### Task brief
Please update the stretch from the start of the records through the line containing "63], [12, 62]]" by replacing "thin branch" with "slender branch". Leave everything else unchanged.

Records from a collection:
******

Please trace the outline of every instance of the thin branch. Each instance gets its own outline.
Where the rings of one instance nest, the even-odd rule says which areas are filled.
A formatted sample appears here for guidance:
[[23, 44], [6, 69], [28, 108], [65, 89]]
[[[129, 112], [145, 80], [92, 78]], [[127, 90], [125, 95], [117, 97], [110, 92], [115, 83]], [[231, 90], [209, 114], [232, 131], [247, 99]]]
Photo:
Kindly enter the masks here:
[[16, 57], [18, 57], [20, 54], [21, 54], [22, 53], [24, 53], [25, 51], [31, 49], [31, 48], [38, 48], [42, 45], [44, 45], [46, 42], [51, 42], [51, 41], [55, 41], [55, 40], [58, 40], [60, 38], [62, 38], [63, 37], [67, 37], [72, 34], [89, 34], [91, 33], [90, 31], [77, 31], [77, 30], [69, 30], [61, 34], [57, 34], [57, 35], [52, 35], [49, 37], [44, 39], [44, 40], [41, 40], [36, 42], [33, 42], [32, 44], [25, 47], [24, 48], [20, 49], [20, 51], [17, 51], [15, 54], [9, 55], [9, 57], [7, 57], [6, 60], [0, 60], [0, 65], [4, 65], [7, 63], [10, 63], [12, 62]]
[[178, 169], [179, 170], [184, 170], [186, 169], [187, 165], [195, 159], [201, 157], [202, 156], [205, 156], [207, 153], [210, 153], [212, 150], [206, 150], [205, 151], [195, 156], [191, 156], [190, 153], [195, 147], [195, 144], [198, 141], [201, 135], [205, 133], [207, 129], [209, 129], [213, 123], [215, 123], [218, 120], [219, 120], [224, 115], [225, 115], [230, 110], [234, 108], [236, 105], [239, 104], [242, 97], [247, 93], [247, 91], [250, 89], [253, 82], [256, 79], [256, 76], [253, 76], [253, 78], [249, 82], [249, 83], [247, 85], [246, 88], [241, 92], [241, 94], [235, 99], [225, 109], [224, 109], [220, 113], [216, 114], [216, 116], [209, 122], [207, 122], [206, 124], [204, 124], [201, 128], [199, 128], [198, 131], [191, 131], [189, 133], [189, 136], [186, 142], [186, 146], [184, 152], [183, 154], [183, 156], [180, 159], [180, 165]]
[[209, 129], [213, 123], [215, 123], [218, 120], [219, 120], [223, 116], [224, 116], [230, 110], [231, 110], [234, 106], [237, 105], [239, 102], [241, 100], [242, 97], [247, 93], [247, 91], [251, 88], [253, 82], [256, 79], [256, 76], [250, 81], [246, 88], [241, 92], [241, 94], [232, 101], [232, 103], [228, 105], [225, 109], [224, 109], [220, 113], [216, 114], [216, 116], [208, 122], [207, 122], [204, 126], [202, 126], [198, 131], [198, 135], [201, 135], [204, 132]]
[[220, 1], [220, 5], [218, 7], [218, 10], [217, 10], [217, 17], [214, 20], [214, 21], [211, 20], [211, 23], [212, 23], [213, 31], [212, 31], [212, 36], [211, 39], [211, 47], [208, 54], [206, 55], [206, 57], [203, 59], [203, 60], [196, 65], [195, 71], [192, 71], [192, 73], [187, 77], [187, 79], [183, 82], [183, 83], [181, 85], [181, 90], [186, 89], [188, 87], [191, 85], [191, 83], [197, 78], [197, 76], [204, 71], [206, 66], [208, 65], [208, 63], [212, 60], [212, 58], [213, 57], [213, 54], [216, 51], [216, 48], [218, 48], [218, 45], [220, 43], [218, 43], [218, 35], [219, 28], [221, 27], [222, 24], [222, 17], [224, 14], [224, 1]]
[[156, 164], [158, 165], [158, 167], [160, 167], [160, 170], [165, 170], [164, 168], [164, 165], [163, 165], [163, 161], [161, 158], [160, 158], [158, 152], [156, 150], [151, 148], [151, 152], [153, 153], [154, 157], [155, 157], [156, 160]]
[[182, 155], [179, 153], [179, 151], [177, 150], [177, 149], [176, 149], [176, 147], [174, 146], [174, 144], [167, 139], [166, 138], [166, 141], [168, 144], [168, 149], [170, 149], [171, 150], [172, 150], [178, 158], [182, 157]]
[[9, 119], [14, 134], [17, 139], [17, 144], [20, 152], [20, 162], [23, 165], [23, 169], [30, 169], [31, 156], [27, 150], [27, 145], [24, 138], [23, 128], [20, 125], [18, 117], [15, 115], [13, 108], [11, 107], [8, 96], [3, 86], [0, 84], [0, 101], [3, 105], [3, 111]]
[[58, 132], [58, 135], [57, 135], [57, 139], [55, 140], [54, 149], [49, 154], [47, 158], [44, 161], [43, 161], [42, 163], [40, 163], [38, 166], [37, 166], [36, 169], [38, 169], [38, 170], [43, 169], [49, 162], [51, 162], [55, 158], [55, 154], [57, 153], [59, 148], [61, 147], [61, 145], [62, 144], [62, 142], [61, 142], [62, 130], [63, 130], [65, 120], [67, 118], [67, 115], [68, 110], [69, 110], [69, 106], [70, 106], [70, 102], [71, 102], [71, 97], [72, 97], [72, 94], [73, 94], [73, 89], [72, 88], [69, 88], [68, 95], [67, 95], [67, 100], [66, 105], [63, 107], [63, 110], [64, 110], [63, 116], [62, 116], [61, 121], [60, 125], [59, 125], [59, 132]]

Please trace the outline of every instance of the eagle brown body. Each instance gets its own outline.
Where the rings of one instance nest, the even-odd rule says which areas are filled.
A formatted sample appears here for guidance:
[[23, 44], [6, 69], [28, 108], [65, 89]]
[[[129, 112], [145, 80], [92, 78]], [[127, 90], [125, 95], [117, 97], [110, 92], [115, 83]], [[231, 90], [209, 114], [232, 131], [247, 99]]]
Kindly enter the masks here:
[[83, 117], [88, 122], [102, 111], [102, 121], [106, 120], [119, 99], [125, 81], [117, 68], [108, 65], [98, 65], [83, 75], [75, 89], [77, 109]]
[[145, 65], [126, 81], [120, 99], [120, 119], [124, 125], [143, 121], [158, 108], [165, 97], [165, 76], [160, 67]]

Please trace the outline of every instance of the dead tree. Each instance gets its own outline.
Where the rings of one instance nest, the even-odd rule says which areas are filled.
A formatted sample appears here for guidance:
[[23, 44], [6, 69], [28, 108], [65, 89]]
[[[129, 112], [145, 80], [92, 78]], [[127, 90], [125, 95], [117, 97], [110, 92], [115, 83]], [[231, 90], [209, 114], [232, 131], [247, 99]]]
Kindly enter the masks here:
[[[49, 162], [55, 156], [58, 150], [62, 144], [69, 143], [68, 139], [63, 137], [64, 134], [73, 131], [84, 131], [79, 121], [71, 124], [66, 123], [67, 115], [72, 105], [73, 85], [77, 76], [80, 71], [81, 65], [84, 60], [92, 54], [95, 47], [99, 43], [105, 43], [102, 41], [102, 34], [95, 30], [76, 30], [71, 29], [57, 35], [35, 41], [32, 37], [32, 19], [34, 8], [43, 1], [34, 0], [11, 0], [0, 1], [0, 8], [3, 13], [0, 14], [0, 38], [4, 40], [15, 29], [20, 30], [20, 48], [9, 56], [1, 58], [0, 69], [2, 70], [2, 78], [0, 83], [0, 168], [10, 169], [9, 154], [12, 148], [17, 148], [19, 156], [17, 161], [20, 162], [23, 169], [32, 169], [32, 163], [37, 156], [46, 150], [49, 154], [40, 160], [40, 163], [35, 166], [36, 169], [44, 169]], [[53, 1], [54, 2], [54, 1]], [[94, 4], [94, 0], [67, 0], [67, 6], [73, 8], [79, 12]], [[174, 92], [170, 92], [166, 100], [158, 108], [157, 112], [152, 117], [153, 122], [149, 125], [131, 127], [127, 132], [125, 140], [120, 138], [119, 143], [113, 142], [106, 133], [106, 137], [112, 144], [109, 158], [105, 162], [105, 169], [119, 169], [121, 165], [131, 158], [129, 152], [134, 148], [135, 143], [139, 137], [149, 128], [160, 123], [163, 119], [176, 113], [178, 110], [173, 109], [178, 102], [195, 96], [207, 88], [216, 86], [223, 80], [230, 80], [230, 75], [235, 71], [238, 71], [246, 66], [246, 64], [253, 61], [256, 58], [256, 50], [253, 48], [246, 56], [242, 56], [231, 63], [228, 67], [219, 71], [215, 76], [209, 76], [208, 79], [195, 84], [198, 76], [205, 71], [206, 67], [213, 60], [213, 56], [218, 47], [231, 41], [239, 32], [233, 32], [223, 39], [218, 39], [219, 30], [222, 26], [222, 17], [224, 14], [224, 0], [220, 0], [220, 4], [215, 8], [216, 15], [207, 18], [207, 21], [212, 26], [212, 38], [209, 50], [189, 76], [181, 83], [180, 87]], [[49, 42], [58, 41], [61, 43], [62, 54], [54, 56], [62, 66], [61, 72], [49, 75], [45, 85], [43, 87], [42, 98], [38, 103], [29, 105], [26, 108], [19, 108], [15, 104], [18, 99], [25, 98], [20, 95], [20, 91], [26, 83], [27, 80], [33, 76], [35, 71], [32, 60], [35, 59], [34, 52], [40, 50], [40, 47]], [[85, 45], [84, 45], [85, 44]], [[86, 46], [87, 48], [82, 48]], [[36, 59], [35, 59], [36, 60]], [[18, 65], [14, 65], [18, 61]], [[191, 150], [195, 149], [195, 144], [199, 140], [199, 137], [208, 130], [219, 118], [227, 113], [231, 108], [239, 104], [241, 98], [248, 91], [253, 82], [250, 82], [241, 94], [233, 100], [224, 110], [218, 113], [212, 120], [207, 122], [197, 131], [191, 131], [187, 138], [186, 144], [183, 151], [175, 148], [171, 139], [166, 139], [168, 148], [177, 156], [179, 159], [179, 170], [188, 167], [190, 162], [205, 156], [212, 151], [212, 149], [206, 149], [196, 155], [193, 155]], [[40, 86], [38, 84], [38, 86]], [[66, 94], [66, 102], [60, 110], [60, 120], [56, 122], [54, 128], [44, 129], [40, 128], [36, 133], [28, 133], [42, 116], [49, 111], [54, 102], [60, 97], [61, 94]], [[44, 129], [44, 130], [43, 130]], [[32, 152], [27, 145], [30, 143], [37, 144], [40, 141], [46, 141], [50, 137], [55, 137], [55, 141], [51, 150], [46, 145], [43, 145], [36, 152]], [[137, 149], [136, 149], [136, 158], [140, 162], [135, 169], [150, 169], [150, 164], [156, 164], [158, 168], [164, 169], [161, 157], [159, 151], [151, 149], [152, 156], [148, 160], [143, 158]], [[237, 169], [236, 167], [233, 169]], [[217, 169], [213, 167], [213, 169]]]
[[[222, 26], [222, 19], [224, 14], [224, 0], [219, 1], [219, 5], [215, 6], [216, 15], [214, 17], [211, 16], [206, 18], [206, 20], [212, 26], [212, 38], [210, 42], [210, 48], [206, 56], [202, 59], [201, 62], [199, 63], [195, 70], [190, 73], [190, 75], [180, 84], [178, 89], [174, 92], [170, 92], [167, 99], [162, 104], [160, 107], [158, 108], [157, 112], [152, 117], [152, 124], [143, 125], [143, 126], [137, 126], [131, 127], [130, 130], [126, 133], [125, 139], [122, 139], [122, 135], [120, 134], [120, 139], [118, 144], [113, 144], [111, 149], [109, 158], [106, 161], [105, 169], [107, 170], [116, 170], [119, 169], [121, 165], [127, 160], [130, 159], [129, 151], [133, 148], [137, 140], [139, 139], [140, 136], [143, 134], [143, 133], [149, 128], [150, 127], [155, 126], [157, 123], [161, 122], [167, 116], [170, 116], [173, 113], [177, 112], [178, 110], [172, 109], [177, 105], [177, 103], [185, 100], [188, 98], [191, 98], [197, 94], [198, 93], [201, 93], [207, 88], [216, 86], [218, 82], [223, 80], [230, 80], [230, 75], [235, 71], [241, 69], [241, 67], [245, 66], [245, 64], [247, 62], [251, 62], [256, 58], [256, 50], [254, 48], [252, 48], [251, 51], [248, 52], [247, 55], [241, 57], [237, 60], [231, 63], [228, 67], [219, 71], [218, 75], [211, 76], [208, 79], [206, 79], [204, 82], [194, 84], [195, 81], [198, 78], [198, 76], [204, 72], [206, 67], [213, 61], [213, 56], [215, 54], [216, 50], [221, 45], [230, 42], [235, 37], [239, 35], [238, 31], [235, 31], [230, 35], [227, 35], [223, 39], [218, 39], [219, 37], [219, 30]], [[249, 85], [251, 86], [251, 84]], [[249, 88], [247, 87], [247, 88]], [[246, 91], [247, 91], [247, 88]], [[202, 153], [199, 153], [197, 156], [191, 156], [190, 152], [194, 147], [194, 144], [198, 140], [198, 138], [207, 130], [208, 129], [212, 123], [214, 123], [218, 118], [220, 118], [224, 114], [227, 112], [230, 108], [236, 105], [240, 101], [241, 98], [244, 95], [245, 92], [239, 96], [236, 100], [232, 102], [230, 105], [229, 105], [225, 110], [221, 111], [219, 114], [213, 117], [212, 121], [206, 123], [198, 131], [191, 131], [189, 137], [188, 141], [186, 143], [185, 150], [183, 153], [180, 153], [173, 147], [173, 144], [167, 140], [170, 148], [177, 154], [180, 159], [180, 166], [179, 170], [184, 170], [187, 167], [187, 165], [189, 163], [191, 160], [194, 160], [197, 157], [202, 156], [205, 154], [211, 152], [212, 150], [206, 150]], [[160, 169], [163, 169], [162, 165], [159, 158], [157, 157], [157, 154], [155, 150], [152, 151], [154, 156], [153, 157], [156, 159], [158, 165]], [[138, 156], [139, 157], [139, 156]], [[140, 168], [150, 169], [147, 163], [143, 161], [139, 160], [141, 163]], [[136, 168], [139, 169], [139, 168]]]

******

### Result for this task
Please trace the outline of every instance of the slender branch. Each instance gets its own outline.
Where the rings of one instance nest, the even-odd rule says which areas are filled.
A formatted sample appears here for guidance:
[[23, 44], [6, 69], [28, 108], [65, 89]]
[[[129, 112], [145, 80], [92, 78]], [[127, 90], [125, 95], [117, 97], [110, 92], [115, 83]], [[231, 90], [209, 114], [232, 131], [247, 99]]]
Photo:
Kindly enter the masks here:
[[16, 57], [18, 57], [20, 54], [21, 54], [22, 53], [24, 53], [25, 51], [31, 49], [31, 48], [38, 48], [42, 45], [44, 45], [46, 42], [51, 42], [51, 41], [55, 41], [55, 40], [58, 40], [60, 38], [62, 38], [63, 37], [67, 37], [72, 34], [89, 34], [91, 33], [90, 31], [77, 31], [77, 30], [69, 30], [61, 34], [57, 34], [57, 35], [52, 35], [49, 37], [44, 39], [44, 40], [41, 40], [36, 42], [33, 42], [32, 44], [25, 47], [24, 48], [20, 49], [20, 51], [17, 51], [15, 54], [9, 55], [9, 57], [7, 57], [6, 60], [0, 60], [0, 65], [4, 65], [7, 63], [10, 63], [12, 62]]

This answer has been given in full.